By 1937 the circuit's twelve Denver houses were the Denver, Aladdin, Broadway, Bluebird, Hiawatha, Paramount, Isis, Ogden, Mayan, Tabor, Rialto, and Webber. By 1943 he held dual wartime posts as president of Fox Intermountain and head of the United War Chest, and that June he publicly denied rumors that he would give them up for an executive position with Twentieth Century-Fox. In 1953 Ricketson presented the Clayton Long Trophy (the highest award in the Fox Intermountain organization) to Helen Jean Spiller, manager of the Esquire Theatre.

== Bank Night ==
Bank Night was a Depression-era theater promotion built around a weekly cash-prize drawing. It was designed to draw audiences back to the movies during a slump in the early 1930s. Credit for originating Bank Night has been given inconsistently. The Board of Tax Appeals' findings call Yaeger the deviser, and Ricketson his assistant. Variety referred to it as "Yaeger-Ricketson's Bank Night" and credited both as originators. History Colorado credits the idea to Yaeger while casting Ricketson as a partner. The two men's obituaries each emphasized their own role. The Rocky Mountain News obituary called Yaeger the originator in 1977, while obituaries of Ricketson in 1987 credited him with inventing the promotion. Affiliated Enterprises, Inc., the Denver company that licensed the promotion to theaters nationwide, was founded by both Ricketson and Yaeger. It was incorporated in Colorado on November 16, 1933, with 100 shares issued to each of Ricketson and Yaeger, and in November 1934 their wives, Maizie Ricketson and Clover Yaeger, each took 100 more, leaving the two couples roughly equal owners.

Affiliated Enterprises was profitable. Its net income rose from about $25,000 in 1934 to roughly $159,000 in 1935, and nearly $400,000 in 1936. The promotion, however, faced legal challenges, and the company spent heavily defending theater operators in court. On April 14, 1938, the Post Office Department issued a fraud order that barred Affiliated Enterprises from using the mail, ending its licensing of the system. The order, signed by Postmaster General James Farley, would stop Yaeger and Ricketson from collecting royalties or conducting Bank Night business by mail.

**Dataset:**
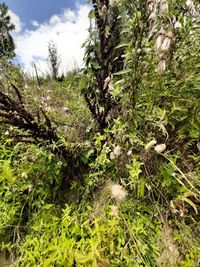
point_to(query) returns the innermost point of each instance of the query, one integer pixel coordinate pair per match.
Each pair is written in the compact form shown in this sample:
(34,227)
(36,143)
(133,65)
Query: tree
(7,45)
(54,60)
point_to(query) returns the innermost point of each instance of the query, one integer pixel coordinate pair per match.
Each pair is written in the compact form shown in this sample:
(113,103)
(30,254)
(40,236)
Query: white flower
(118,192)
(164,7)
(161,66)
(150,144)
(24,174)
(114,210)
(117,151)
(160,148)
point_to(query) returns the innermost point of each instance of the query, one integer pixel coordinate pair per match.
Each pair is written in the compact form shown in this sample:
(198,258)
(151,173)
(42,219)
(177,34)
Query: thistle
(164,7)
(161,66)
(166,42)
(118,192)
(160,148)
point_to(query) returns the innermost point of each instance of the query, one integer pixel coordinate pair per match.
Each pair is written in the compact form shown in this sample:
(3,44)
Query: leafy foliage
(120,187)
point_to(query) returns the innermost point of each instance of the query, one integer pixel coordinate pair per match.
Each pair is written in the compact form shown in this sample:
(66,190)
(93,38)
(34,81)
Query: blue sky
(38,22)
(39,10)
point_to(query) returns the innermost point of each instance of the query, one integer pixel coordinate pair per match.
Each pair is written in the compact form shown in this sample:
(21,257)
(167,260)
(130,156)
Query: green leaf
(121,72)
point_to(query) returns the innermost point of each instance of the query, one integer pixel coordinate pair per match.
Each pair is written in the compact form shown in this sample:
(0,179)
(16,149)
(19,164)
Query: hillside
(102,167)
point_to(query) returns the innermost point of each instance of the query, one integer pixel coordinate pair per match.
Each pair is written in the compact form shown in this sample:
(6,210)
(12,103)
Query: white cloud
(16,21)
(67,30)
(35,23)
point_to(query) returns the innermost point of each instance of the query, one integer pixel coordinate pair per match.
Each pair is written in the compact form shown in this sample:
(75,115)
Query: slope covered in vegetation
(102,168)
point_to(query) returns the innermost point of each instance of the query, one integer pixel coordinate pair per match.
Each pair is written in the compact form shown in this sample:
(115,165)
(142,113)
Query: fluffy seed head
(160,148)
(118,192)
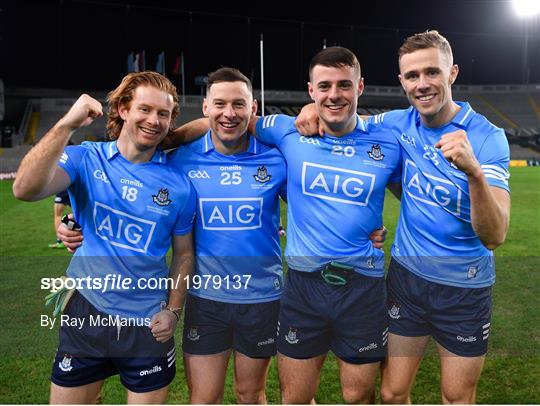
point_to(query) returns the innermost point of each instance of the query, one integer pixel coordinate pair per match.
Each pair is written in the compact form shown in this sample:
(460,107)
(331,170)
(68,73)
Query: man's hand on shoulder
(307,123)
(163,325)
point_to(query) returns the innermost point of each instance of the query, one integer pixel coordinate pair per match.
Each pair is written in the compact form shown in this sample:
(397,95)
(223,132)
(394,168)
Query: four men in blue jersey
(452,176)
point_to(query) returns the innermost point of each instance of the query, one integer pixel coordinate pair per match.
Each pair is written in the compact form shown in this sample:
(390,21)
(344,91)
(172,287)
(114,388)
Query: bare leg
(299,378)
(156,397)
(250,379)
(205,376)
(358,382)
(459,377)
(400,368)
(62,395)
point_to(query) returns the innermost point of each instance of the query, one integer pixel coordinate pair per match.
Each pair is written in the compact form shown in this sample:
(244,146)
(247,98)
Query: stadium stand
(516,108)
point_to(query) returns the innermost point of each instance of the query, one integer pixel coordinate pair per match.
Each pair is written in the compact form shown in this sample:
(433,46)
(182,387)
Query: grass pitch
(510,374)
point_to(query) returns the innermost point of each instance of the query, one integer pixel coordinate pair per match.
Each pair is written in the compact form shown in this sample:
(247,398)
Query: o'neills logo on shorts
(469,339)
(371,346)
(266,342)
(145,372)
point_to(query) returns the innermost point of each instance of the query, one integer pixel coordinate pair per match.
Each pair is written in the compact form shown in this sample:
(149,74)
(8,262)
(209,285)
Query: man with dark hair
(335,298)
(233,301)
(61,202)
(335,295)
(133,205)
(238,182)
(454,212)
(447,268)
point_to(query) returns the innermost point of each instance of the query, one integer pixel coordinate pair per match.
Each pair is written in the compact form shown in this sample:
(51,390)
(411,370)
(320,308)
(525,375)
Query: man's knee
(247,394)
(290,396)
(390,395)
(358,395)
(458,396)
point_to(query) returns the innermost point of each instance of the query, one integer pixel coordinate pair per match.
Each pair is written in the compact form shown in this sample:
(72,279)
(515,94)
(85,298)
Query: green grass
(510,374)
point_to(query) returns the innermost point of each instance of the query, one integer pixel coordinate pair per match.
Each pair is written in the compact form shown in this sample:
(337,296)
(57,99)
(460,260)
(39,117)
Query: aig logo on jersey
(122,229)
(262,175)
(337,184)
(431,190)
(194,174)
(231,214)
(376,153)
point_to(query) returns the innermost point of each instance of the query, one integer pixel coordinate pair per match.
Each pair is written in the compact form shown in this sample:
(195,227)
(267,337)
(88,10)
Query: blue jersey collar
(208,146)
(462,118)
(159,156)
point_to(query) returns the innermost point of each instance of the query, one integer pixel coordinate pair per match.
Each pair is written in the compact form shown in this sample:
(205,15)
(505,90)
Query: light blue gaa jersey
(335,187)
(236,229)
(434,238)
(129,214)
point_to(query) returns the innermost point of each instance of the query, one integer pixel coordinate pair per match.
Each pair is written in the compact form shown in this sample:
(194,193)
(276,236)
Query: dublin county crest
(162,198)
(193,335)
(262,175)
(65,364)
(376,153)
(393,312)
(291,336)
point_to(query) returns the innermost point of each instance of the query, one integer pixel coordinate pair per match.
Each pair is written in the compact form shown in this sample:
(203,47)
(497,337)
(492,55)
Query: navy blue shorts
(62,198)
(94,352)
(350,320)
(457,318)
(211,327)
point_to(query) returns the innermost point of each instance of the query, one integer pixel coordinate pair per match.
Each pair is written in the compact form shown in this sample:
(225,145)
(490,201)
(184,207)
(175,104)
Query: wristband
(175,310)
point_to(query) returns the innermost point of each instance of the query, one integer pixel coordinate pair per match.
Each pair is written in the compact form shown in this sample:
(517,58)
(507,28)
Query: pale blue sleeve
(71,159)
(494,157)
(186,215)
(273,128)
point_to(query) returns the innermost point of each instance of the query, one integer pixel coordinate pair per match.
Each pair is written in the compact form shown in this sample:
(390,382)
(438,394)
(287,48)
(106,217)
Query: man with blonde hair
(132,205)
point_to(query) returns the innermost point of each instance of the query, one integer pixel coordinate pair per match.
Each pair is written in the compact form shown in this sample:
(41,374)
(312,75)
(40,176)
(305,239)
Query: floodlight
(527,8)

**Using the information:**
A) According to the Bank Night text, on what date was Affiliated Enterprises incorporated in Colorado?
B) Pick up the text about Bank Night and the Denver theater circuit right after its final sentence and carry it forward.

**Responses for each task:**
A) November 16, 1933

B)
== Additional business, civic and philanthropic activities ==
Ricketson was active in Denver's civic and cultural life for more than half a century, most prominently with the Central City Opera. He joined the effort to revive the opera soon after its 1932 founding. Elected president of the Central City Opera House Association in 1943, he led the association for 26 years, serving as chairman from 1949 to 1969. In 1956 he commissioned the opera The Ballad of Baby Doe, which had its world premiere at Central City. He was a trustee or director of the Denver Center for the Performing Arts, the National Western Stock Show, the Denver Museum of Natural History, the University of Denver, Loretto Heights College, and the Bonfils Foundation. In 1948 he founded the Roundup Riders of the Rockies, a riding club known for its annual week-long trail ride in the Colorado mountains.

Ricketson also served as a director of United Banks of Colorado, the Public Service Company of Colorado, Continental Airlines, and Cheyenne Newspapers.

Ricketson was named the 1980 Citizen of the West by the March of Dimes. Ahead of the award, then Colorado Governor Dick Lamm proclaimed January 9, 1980, "Frank H. Ricketson Jr. Day." The Ricketson Theatre at the Denver Center for the Performing Arts was named for him, though in 2018 the center announced that it would be renamed the Singleton Theatre in recognition of a gift from former Denver Post publisher and owner William Dean Singleton.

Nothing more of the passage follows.